Task to complete ->
Below is a set of records; restate each one word for word.

>> START Materials provided

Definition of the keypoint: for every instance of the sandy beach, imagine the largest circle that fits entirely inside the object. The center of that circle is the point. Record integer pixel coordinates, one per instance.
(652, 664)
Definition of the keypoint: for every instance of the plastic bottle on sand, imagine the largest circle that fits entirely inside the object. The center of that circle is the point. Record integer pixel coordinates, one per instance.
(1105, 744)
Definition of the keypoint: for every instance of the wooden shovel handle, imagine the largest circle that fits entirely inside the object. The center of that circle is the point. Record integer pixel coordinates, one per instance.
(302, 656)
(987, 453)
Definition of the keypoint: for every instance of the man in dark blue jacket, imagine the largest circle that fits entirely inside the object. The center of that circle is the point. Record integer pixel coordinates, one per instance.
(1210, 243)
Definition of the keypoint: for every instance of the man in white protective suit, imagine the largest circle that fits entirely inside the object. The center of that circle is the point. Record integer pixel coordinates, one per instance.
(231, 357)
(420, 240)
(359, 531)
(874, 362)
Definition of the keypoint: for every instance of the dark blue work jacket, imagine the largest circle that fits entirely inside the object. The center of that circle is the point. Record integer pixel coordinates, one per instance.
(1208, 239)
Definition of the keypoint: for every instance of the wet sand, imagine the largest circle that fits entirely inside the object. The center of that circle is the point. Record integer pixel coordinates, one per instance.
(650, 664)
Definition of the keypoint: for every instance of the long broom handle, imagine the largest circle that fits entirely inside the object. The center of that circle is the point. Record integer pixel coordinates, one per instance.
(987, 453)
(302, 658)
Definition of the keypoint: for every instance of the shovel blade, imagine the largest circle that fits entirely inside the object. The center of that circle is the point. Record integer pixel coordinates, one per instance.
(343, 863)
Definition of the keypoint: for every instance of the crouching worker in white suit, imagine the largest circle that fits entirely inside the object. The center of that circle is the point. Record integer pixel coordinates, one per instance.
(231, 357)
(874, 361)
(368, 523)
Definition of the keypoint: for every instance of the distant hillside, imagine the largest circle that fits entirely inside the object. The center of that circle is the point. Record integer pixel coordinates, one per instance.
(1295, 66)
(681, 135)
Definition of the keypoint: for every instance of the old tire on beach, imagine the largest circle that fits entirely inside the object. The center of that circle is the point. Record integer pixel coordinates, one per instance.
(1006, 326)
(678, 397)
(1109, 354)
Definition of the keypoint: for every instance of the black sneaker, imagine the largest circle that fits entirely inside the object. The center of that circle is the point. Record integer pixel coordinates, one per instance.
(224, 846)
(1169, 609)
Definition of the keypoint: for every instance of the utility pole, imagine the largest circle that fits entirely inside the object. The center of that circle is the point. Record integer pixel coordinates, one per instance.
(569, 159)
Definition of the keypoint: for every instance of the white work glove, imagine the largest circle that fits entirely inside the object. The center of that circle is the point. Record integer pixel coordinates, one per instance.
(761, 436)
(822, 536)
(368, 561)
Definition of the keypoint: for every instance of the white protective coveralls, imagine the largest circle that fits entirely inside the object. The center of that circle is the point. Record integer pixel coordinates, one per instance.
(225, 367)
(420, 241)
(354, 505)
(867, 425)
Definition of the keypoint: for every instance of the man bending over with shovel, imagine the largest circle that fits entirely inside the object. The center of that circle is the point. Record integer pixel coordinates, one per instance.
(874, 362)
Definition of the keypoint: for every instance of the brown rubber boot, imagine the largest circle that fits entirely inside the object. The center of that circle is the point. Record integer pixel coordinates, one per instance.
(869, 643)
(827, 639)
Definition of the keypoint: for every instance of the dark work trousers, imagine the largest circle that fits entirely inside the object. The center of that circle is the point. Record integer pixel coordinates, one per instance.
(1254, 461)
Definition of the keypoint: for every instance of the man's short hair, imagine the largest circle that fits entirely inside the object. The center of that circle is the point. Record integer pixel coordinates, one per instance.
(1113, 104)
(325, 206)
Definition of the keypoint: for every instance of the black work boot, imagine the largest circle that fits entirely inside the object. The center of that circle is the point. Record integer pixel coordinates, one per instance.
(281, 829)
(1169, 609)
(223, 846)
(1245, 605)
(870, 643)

>> END Materials provided

Worked solution ->
Definition of the keypoint: for every instance of the sandy beach, imagine the largest circle that fits entirely inside the object. The center of that circle is the point. Record integer pixel coordinates, one per instance.
(652, 664)
Definition of the keypoint: for every instance of the plastic bottle on sand, imagine the largest circle that fits entirely inside the object. The center of that circle is the point. Record integer pixel coordinates, one per instance.
(1105, 744)
Definition of the keypoint: for every instance of the wooden shovel handle, imagine the largest circle that fits entirely inside the object. The center of that circle is the point. Record integer pixel coordinates, one per instance.
(302, 656)
(987, 453)
Definition of the keypoint: for every instance of the man in dark blue jacket, imagine the largest circle that fits entirely inside the object. The center of that circle is the point. Record integer pixel coordinates, one per instance.
(1210, 243)
Definition of the keypoint: for every instance of the man in white protective suit, imagine the largest circle that fits entirely inside the object. The center of that circle is the point. Record integer pixel coordinates, one per instance.
(231, 357)
(420, 240)
(359, 531)
(874, 362)
Definition of the keypoint: for every instance of the dark blue work jacket, imagine the largest circle that fits entirely inside the object. The center of that circle is the point. Record integer pixel coordinates, one per instance.
(1208, 239)
Definition of the keypoint: for every instance of the wet sand, imagine the largest circle that fits entirely inside the object. The center of that circle is the point. Record integer pixel coordinates, one per instance.
(650, 664)
Definition of the keypoint: for every instance of the long broom handle, imagine the largest circle that fits entirely inside the object. The center of that circle is the point. Record integer pixel coordinates, one per instance.
(987, 453)
(302, 658)
Definition of the keypoint: for every instance of the shovel blade, imagine the largest circle that fits entirely inside the object. The center of that circle is the point. Record integer pixel coordinates, one per instance.
(343, 863)
Definition of the keypoint: for every instance of the crouching worker in white suit, imagine the largest circle that fits entirely inside the object. The center of that circle is the point. Record integer pixel coordinates, one per instance.
(231, 357)
(874, 361)
(368, 523)
Definition of the keypoint: for every instance of the distant hillside, imagine the largest circle that fits entirely inside the object. The center of that circle is the point. Record integer pixel coordinates, one per instance.
(1295, 66)
(681, 135)
Definition of the keypoint: for every instance of the old tire on beach, imagine the largest circle that fits entirely inside the object. The center of that circle is the point. Record integer pixel coordinates, one per instance.
(1006, 326)
(678, 397)
(1109, 354)
Definition of the keypoint: for every instance of the black sneaker, imagine the largest circle that fits entirely inside the object. The center of that circle is the point. Record integer pixel coordinates, one per instance.
(224, 846)
(1169, 609)
Definition of the keypoint: for every instance of the utility pole, imagine the largest circle that fits entirely inside the object. The center of that circle is the point. Record integer pixel coordinates, one per instance.
(569, 159)
Definition of the keypoint: for every instance of the white work glove, imagine the largest circle that fits entirely inside the object. The center of that circle is the point. Record integer pixel coordinates, one per instance.
(761, 436)
(822, 536)
(368, 561)
Definition of the keypoint: for every instance of the white protective coveralls, imagine the largest circle that fits entirely inside the object. The center of that circle is the point. Record integer pixel coordinates, one per instance.
(225, 367)
(420, 241)
(354, 505)
(867, 425)
Definition of the keypoint: for every instance of the man bending over with shovel, imagine the largest circle that fits entirely inside the object. The center of that circle is the point. Record integer pixel coordinates, one per instance.
(874, 362)
Definition of the keypoint: for every instance of the brown rubber boot, imagine the largest circle that fits entirely inside the object. The center of that circle is the point. Record integer pixel coordinates, one per instance.
(869, 643)
(827, 639)
Definition of the keypoint: for every instance of the dark work trousers, imagine the largest circle that fits entirely inside the object. The center of that circle is the point. Record integer pixel coordinates, one per instance.
(1254, 461)
Definition of the keypoint: for every instance of the man's short hair, imagine the largest circle that fits entirely inside the object. The center of that circle is the point. Record integer pixel coordinates, one per instance.
(1113, 104)
(325, 206)
Definition of the keypoint: for every instance of the black work boot, imagine the largest circle that fits entirely inside the object. The center of that circle is the point. Record integer pixel coordinates, one per instance.
(281, 829)
(1169, 609)
(223, 846)
(1245, 605)
(870, 643)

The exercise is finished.